## Trecho extraído
__________________________________________________

A Comissão de Direito Tributário da OAB/SC, em comemoração ao mês do advogado, organizou uma mesa de debates sobre tributação dos reembolsos de despesas e tratamento tributário da distribuição desproporcional de lucros de escritórios de advocacia, temas polêmicos que há tempos despertam intensas discussões no âmbito administrativo e judicial.

Na ocasião a mesa debatedora foi composta por representantes da Advocacia, da Procuradoria da Fazenda Nacional, bem como da Receita Federal do Brasil, os quais trataram a respeito dos pontos nevrálgicos que circundam as temáticas objeto do debate. Dentre os principais aspectos discutidos no âmbito do evento, o que mais chamou a atenção destes autores e motivou a formulação deste artigo, foi a abrangência dada pela interpretação fazendária a respeito dos critérios aptos a caracterizar os reembolsos de despesas adiantadas pelos escritórios de advocacia por conta e ordem de terceiros, seus clientes, como receita da pessoa jurídica sujeitas à tributação.

Antes de adentrarmos à discussão proposta, compete, neste primeiro momento, tecer alguns breves comentários a respeito do conceito de receita para fins de incidência tributária. Como bem definido por Solon Sehn[1], “receita constitui um ingresso de soma de dinheiro (…) decorrente de ato, fato ou negócio jurídico apto a gerar alteração positiva do patrimônio líquido da pessoa jurídica que a aufere, sem reservas, condicionamentos ou correspondências no passivo”.

Ou seja, nem todo ingresso financeiro que se integra ao patrimônio pode ser considerado como receita tributável, mas apenas aqueles aptos a gerar alteração positiva do patrimônio líquido da pessoa jurídica que a aufere. Como bem pontua Leandro Paulsen[2], “a análise da amplitude da base econômica ‘receita’ precisa ser analisada sob a perspectiva da capacidade contributiva”[3], não se enquadrando, portanto, no conceito de receita, eventuais valores recebidos à título de reembolso e ressarcimentos.

__________________________________________________

## Linhas fornecidas
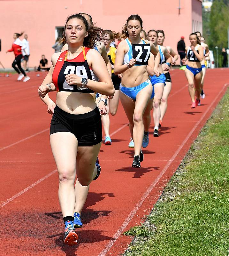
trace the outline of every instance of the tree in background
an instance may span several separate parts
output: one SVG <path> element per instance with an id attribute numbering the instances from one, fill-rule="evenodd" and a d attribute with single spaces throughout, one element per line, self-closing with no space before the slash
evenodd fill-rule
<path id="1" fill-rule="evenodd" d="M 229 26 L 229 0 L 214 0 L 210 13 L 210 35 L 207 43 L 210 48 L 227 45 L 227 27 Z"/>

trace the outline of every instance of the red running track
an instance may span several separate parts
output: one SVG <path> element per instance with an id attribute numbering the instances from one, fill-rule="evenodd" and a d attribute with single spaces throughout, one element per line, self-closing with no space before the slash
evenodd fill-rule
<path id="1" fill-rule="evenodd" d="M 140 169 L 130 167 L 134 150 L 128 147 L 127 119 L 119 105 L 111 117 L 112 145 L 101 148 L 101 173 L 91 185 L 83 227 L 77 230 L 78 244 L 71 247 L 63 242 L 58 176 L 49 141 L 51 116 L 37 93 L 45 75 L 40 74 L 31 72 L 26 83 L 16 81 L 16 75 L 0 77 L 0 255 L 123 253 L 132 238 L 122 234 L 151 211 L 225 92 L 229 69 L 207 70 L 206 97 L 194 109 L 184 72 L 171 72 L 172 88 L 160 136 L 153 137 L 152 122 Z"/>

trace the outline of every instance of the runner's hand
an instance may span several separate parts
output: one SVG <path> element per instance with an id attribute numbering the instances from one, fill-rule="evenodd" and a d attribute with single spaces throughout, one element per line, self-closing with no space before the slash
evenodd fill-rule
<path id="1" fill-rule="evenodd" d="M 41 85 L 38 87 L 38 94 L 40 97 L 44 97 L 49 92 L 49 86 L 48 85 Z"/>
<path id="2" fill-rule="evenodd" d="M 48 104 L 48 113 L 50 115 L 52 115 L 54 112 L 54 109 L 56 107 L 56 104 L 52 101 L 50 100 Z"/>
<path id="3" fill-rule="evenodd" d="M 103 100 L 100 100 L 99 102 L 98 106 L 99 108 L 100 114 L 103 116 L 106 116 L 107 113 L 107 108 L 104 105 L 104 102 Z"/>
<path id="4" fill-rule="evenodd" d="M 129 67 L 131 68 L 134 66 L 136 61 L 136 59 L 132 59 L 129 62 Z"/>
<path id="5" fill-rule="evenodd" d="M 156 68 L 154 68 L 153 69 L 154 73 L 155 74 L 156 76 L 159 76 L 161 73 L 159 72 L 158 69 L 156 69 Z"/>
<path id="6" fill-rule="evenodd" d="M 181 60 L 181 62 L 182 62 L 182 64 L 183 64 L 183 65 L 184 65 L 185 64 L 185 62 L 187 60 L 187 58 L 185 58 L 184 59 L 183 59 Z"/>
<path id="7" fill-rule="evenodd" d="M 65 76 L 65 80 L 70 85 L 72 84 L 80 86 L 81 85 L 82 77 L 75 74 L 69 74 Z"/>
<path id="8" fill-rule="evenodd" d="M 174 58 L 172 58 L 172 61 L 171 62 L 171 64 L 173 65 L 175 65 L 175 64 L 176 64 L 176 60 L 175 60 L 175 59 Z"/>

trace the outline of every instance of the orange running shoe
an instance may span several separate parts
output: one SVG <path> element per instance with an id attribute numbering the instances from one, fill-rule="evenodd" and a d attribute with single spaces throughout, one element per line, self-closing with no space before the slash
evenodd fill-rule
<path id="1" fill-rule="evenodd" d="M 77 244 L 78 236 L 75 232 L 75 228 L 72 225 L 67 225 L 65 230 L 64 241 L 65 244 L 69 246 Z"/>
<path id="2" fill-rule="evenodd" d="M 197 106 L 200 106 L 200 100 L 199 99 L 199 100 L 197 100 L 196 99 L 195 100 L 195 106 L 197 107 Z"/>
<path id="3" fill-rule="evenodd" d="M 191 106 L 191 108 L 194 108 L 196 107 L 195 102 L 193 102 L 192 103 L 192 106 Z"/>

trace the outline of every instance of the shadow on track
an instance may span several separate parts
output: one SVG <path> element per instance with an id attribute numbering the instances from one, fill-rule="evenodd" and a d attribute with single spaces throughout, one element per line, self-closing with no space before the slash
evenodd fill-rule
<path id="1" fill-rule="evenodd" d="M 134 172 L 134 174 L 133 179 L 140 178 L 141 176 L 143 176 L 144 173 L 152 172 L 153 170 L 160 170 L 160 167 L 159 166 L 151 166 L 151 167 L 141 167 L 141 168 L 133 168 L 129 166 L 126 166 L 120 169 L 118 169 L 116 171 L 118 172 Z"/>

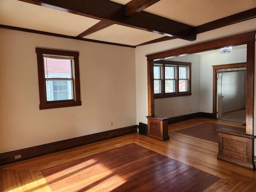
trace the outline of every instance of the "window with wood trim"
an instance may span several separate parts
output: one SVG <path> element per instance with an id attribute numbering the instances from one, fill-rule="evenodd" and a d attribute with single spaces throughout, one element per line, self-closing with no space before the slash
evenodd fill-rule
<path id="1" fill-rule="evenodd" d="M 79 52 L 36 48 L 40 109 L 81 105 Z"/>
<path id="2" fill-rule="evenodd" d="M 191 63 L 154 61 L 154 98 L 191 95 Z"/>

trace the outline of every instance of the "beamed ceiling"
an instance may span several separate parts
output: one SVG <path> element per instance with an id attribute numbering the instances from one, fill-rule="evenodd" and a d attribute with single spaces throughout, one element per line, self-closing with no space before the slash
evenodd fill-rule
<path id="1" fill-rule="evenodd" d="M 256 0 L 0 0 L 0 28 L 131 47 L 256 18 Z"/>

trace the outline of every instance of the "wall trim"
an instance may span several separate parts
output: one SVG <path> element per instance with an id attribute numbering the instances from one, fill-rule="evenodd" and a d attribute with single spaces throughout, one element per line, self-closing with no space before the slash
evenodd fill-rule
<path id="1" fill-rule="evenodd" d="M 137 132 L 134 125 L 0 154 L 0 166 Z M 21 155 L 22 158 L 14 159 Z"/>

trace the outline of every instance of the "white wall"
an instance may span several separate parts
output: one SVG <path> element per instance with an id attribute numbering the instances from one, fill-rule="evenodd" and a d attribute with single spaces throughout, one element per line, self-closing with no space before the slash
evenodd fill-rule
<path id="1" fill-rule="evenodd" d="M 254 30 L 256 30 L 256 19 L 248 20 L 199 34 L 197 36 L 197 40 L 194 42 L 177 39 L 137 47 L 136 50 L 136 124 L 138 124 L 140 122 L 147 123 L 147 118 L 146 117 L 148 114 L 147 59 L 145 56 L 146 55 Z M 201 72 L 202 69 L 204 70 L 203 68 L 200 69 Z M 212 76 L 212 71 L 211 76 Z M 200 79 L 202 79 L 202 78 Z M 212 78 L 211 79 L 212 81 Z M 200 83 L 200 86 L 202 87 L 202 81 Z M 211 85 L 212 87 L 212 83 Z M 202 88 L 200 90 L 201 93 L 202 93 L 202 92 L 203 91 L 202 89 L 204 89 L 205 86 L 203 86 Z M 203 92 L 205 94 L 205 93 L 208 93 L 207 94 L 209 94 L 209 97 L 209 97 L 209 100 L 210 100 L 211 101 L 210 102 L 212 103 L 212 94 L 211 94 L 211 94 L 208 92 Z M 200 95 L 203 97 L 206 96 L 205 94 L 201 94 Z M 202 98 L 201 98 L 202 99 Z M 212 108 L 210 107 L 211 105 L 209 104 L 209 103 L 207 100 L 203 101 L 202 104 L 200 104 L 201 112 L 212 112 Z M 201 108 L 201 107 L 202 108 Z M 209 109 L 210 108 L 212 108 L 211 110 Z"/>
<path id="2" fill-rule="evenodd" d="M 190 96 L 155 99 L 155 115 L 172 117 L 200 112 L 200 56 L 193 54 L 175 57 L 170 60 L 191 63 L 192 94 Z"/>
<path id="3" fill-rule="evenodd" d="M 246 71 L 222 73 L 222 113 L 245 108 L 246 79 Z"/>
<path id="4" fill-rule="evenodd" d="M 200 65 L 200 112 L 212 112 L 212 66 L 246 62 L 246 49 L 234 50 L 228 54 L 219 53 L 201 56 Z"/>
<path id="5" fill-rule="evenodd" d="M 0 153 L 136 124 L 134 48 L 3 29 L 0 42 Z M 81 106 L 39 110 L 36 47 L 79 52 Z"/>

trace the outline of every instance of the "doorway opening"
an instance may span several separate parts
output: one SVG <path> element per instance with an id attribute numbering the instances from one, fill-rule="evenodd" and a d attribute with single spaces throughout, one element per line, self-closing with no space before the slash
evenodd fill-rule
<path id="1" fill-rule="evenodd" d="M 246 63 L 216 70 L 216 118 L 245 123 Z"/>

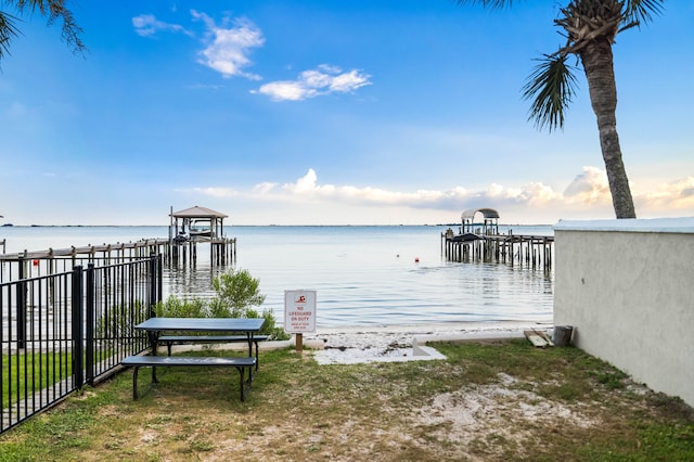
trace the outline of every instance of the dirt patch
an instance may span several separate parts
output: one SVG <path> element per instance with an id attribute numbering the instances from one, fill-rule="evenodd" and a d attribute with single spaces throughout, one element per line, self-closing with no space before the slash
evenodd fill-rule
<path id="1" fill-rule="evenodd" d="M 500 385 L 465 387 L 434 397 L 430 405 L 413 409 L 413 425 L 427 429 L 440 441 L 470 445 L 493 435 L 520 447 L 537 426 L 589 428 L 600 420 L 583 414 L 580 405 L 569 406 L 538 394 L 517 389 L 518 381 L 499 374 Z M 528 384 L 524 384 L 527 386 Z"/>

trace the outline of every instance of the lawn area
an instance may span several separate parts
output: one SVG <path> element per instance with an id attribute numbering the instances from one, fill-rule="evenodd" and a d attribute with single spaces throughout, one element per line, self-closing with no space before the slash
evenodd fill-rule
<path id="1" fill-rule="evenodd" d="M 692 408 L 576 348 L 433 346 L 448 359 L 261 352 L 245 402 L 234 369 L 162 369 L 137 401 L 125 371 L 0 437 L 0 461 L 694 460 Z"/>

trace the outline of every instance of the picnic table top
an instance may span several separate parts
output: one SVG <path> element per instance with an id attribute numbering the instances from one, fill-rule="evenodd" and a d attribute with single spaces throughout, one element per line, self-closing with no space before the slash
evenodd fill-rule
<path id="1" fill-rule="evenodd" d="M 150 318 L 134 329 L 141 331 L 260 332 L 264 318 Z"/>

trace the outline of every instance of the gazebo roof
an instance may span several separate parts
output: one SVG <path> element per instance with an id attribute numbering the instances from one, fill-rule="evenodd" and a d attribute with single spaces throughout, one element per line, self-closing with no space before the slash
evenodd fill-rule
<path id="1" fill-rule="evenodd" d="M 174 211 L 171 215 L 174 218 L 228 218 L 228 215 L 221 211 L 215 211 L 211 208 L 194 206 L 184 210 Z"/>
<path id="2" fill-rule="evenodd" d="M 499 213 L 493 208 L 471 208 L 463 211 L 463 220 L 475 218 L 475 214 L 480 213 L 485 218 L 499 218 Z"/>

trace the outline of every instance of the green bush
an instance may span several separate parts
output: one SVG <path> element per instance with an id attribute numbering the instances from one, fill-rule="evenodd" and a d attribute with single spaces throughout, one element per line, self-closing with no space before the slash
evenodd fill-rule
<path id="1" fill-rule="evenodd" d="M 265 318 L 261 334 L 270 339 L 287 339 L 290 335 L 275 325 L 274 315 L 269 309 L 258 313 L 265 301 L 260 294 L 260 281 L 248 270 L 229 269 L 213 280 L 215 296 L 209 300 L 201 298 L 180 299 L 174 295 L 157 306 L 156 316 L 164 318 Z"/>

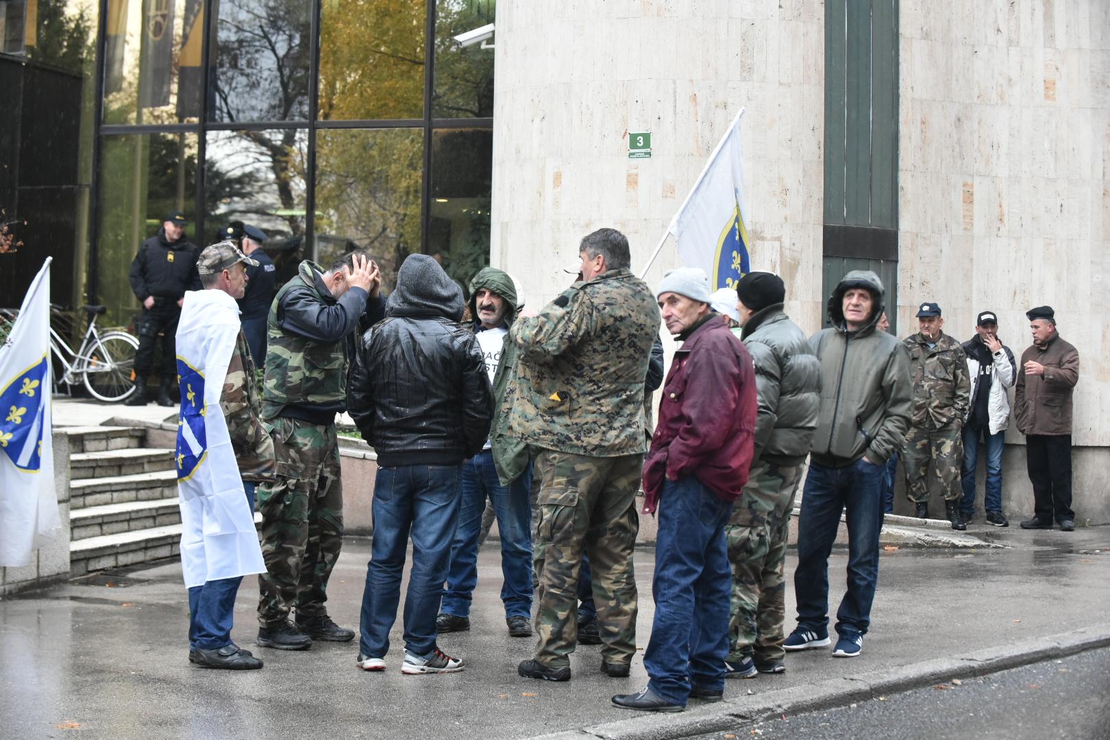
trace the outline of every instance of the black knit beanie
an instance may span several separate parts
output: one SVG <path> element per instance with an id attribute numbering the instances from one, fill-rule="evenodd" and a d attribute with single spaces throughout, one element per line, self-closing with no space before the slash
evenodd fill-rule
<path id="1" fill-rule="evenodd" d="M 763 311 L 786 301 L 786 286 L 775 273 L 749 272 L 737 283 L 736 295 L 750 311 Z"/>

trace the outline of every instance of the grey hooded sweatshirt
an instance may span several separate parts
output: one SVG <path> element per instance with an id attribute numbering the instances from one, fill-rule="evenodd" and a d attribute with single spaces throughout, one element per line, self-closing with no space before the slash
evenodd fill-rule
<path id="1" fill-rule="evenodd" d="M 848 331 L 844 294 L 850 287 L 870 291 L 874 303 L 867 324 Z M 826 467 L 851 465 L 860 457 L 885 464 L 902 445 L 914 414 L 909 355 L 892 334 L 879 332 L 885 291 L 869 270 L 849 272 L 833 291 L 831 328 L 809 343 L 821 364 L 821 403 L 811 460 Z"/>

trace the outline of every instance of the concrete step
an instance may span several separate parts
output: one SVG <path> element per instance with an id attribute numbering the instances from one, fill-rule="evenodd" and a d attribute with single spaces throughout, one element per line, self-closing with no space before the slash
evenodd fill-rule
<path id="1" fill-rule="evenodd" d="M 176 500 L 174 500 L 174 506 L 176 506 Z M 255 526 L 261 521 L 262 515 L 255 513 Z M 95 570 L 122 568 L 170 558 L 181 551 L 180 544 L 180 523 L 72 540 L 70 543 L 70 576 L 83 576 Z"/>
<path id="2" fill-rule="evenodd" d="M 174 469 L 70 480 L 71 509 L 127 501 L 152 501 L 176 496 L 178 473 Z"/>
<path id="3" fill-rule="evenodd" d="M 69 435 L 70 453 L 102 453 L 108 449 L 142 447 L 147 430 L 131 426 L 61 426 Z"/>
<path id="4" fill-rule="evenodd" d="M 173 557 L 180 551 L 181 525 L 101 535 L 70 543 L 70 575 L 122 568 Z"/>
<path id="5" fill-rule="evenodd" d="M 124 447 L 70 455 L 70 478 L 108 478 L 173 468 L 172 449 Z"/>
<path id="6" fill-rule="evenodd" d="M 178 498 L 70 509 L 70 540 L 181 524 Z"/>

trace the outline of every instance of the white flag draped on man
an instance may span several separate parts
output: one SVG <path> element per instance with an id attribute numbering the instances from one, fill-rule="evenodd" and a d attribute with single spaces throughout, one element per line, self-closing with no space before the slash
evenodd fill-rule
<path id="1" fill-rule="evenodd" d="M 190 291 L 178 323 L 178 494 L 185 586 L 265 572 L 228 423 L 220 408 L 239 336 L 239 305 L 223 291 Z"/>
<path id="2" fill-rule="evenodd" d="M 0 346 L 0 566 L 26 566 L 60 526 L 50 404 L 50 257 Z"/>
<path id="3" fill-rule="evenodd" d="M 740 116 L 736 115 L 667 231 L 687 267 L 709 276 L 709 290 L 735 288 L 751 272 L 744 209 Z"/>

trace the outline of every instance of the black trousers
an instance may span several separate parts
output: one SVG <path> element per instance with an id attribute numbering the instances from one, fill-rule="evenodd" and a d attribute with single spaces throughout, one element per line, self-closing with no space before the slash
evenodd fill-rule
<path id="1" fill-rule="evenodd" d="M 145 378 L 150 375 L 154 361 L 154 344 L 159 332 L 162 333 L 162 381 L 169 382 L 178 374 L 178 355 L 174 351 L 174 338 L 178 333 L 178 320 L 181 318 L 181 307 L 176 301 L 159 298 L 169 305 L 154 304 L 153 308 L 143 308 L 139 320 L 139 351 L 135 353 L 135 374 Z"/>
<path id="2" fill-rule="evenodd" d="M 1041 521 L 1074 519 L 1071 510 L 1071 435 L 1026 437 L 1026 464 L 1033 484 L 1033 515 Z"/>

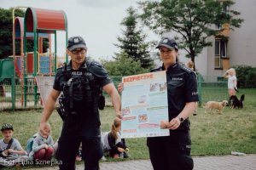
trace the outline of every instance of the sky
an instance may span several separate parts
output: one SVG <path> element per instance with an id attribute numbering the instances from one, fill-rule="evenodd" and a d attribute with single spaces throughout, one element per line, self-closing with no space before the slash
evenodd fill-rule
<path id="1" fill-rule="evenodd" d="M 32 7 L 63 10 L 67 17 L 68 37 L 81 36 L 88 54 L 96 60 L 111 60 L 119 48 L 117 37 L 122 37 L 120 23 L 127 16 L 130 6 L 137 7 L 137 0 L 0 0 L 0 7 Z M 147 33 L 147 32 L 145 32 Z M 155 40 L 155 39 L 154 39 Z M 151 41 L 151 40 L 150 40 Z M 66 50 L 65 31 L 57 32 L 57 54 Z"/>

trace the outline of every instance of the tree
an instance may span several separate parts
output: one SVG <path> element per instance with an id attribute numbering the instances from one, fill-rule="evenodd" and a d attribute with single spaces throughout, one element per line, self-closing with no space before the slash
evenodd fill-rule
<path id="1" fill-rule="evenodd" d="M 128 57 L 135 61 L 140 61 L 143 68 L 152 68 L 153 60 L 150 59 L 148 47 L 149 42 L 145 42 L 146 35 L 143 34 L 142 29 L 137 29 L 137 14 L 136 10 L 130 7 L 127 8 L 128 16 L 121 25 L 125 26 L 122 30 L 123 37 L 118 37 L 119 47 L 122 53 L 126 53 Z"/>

__________________________________________________

## O que se pede
Cite literalmente a parte do trecho extraído que começa com as palavras que contêm “Na ocasião a” e termina em “sujeitas à tributação.”.

## Resultado do exercício
Na ocasião a mesa debatedora foi composta por representantes da Advocacia, da Procuradoria da Fazenda Nacional, bem como da Receita Federal do Brasil, os quais trataram a respeito dos pontos nevrálgicos que circundam as temáticas objeto do debate. Dentre os principais aspectos discutidos no âmbito do evento, o que mais chamou a atenção destes autores e motivou a formulação deste artigo, foi a abrangência dada pela interpretação fazendária a respeito dos critérios aptos a caracterizar os reembolsos de despesas adiantadas pelos escritórios de advocacia por conta e ordem de terceiros, seus clientes, como receita da pessoa jurídica sujeitas à tributação.